**EXERCISE GOAL**
Retype all of the listing exactly, passing over any picture you find.

**DATA SECTION**
■ ■ ■
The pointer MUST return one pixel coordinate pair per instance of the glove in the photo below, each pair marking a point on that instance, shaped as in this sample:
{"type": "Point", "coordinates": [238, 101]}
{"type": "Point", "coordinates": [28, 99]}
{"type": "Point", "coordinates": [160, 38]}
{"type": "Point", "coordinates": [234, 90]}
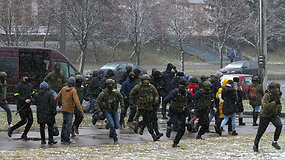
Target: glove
{"type": "Point", "coordinates": [277, 101]}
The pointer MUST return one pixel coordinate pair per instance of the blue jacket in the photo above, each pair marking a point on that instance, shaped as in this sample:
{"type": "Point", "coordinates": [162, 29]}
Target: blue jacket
{"type": "Point", "coordinates": [127, 86]}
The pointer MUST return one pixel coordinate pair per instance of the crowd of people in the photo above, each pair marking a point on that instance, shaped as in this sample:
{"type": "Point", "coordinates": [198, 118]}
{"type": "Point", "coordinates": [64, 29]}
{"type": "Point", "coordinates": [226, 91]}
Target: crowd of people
{"type": "Point", "coordinates": [187, 99]}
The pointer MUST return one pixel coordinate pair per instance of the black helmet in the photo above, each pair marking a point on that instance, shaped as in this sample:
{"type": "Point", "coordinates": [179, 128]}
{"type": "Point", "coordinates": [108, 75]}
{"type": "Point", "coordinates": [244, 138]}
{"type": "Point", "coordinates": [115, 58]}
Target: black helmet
{"type": "Point", "coordinates": [274, 84]}
{"type": "Point", "coordinates": [207, 84]}
{"type": "Point", "coordinates": [3, 75]}
{"type": "Point", "coordinates": [110, 81]}
{"type": "Point", "coordinates": [204, 77]}
{"type": "Point", "coordinates": [71, 81]}
{"type": "Point", "coordinates": [78, 77]}
{"type": "Point", "coordinates": [145, 77]}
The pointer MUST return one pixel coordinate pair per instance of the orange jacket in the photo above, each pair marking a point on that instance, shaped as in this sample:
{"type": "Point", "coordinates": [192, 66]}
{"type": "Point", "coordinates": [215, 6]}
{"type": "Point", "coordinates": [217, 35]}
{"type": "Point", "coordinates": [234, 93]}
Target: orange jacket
{"type": "Point", "coordinates": [69, 99]}
{"type": "Point", "coordinates": [219, 96]}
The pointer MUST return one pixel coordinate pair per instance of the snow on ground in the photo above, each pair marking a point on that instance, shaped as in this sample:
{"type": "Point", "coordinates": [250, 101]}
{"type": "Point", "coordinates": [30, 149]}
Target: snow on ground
{"type": "Point", "coordinates": [235, 147]}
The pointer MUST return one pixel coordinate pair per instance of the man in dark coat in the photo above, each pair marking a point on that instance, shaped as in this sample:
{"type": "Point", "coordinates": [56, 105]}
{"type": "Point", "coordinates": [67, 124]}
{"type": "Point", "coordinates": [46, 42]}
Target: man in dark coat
{"type": "Point", "coordinates": [203, 101]}
{"type": "Point", "coordinates": [3, 99]}
{"type": "Point", "coordinates": [94, 89]}
{"type": "Point", "coordinates": [270, 112]}
{"type": "Point", "coordinates": [229, 106]}
{"type": "Point", "coordinates": [82, 94]}
{"type": "Point", "coordinates": [126, 74]}
{"type": "Point", "coordinates": [55, 79]}
{"type": "Point", "coordinates": [181, 101]}
{"type": "Point", "coordinates": [168, 76]}
{"type": "Point", "coordinates": [46, 111]}
{"type": "Point", "coordinates": [126, 88]}
{"type": "Point", "coordinates": [255, 100]}
{"type": "Point", "coordinates": [23, 96]}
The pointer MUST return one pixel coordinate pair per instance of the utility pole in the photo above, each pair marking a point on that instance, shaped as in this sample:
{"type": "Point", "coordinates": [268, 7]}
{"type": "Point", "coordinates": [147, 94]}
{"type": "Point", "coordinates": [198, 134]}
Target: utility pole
{"type": "Point", "coordinates": [262, 48]}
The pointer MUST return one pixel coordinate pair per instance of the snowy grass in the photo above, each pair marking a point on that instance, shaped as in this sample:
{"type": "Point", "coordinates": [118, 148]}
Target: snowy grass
{"type": "Point", "coordinates": [16, 118]}
{"type": "Point", "coordinates": [234, 147]}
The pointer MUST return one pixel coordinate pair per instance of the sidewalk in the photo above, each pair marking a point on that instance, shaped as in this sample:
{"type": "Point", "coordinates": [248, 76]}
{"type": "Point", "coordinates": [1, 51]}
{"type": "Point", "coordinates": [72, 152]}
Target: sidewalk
{"type": "Point", "coordinates": [98, 135]}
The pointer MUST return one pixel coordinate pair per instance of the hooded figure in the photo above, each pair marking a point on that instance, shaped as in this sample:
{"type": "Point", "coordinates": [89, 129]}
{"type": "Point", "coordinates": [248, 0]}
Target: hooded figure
{"type": "Point", "coordinates": [46, 111]}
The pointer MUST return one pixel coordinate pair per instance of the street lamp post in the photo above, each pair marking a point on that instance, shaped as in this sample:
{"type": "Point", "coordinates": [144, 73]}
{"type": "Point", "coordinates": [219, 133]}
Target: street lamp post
■ ■ ■
**PROBLEM SOLUTION**
The pointer MUST return one pixel coordinate pair per instance of the glove in the photo below, each pair marking a point on that instance, shaped as in this sample:
{"type": "Point", "coordinates": [238, 101]}
{"type": "Point", "coordinates": [28, 99]}
{"type": "Point", "coordinates": [160, 38]}
{"type": "Point", "coordinates": [234, 90]}
Target: glove
{"type": "Point", "coordinates": [277, 101]}
The pointer MUST return one pixel coordinate pair per instance of the blue jacket in the photo above, each pair marking a point on that instance, shaped as in this sample:
{"type": "Point", "coordinates": [162, 29]}
Target: blue jacket
{"type": "Point", "coordinates": [127, 86]}
The pointer MUST return one pixel coordinate pair per instance of the crowd of people in the photo above, each pair marking a point on that instance, shaped as in this sample:
{"type": "Point", "coordinates": [198, 118]}
{"type": "Point", "coordinates": [64, 29]}
{"type": "Point", "coordinates": [226, 91]}
Target: crowd of people
{"type": "Point", "coordinates": [187, 99]}
The pointer MUST return one pixel coordinate pair per instance of the black helmet in the photo above, each pair marking a point on that instance, shaped as in this sample:
{"type": "Point", "coordinates": [179, 128]}
{"type": "Point", "coordinates": [108, 75]}
{"type": "Point", "coordinates": [244, 138]}
{"type": "Point", "coordinates": [115, 58]}
Target: black helmet
{"type": "Point", "coordinates": [274, 84]}
{"type": "Point", "coordinates": [207, 84]}
{"type": "Point", "coordinates": [3, 75]}
{"type": "Point", "coordinates": [110, 81]}
{"type": "Point", "coordinates": [204, 77]}
{"type": "Point", "coordinates": [71, 81]}
{"type": "Point", "coordinates": [78, 77]}
{"type": "Point", "coordinates": [145, 77]}
The pointer MUST return one pixel coordinate pair per instance of the orange jacket in the photo above, each pair marking a point on that instance, shaped as in this sample:
{"type": "Point", "coordinates": [192, 66]}
{"type": "Point", "coordinates": [215, 6]}
{"type": "Point", "coordinates": [217, 35]}
{"type": "Point", "coordinates": [234, 93]}
Target: orange jacket
{"type": "Point", "coordinates": [69, 99]}
{"type": "Point", "coordinates": [219, 96]}
The pointer MUST return one pixel coordinate pair per instance of the snow on ground in the photo above, each pair marking a point on that instance, shaped as in this sample:
{"type": "Point", "coordinates": [250, 101]}
{"type": "Point", "coordinates": [30, 149]}
Target: snow on ground
{"type": "Point", "coordinates": [235, 147]}
The pointer MUST return one pixel coordinate pair per instance of the man in dark coat in the photo above, each pair marking a point on that instance, shaped as in this sample:
{"type": "Point", "coordinates": [56, 105]}
{"type": "Point", "coordinates": [67, 124]}
{"type": "Point", "coordinates": [46, 42]}
Target: man in dark coat
{"type": "Point", "coordinates": [203, 101]}
{"type": "Point", "coordinates": [3, 99]}
{"type": "Point", "coordinates": [94, 89]}
{"type": "Point", "coordinates": [270, 112]}
{"type": "Point", "coordinates": [229, 106]}
{"type": "Point", "coordinates": [82, 94]}
{"type": "Point", "coordinates": [126, 74]}
{"type": "Point", "coordinates": [55, 79]}
{"type": "Point", "coordinates": [181, 101]}
{"type": "Point", "coordinates": [168, 76]}
{"type": "Point", "coordinates": [46, 111]}
{"type": "Point", "coordinates": [126, 88]}
{"type": "Point", "coordinates": [255, 100]}
{"type": "Point", "coordinates": [23, 96]}
The pointer MUST return one pixel coordinate pair per instance of the utility pole in the photo above, each pair marking a point on that instance, shaped as in this sample:
{"type": "Point", "coordinates": [268, 7]}
{"type": "Point", "coordinates": [147, 94]}
{"type": "Point", "coordinates": [198, 134]}
Target: utility pole
{"type": "Point", "coordinates": [262, 48]}
The pointer MUST return one pixel coordinate pair per instance of the snowy grass in the photo above, each pair marking a point on that instance, shaped as in this sample:
{"type": "Point", "coordinates": [118, 148]}
Target: snowy grass
{"type": "Point", "coordinates": [16, 118]}
{"type": "Point", "coordinates": [234, 147]}
The pointer MUST return one pixel coordinate pair per instance of the sidewalk in the photo above, each pair marking a point on that instance, shaped as in this sample:
{"type": "Point", "coordinates": [248, 76]}
{"type": "Point", "coordinates": [1, 51]}
{"type": "Point", "coordinates": [72, 152]}
Target: sidewalk
{"type": "Point", "coordinates": [98, 135]}
The pointer MUST return one pixel coordinate pair per instance of the hooded figure in the photo above, each pair marking a point on that instance, shaped as in this sample:
{"type": "Point", "coordinates": [89, 129]}
{"type": "Point", "coordinates": [248, 0]}
Target: hooded figure
{"type": "Point", "coordinates": [46, 111]}
The pointer MUST return one pixel coordinate pair per instance of the street lamp post in the photo above, each pair marking a point on that instance, shaped as in this sample:
{"type": "Point", "coordinates": [144, 73]}
{"type": "Point", "coordinates": [219, 133]}
Target: street lamp post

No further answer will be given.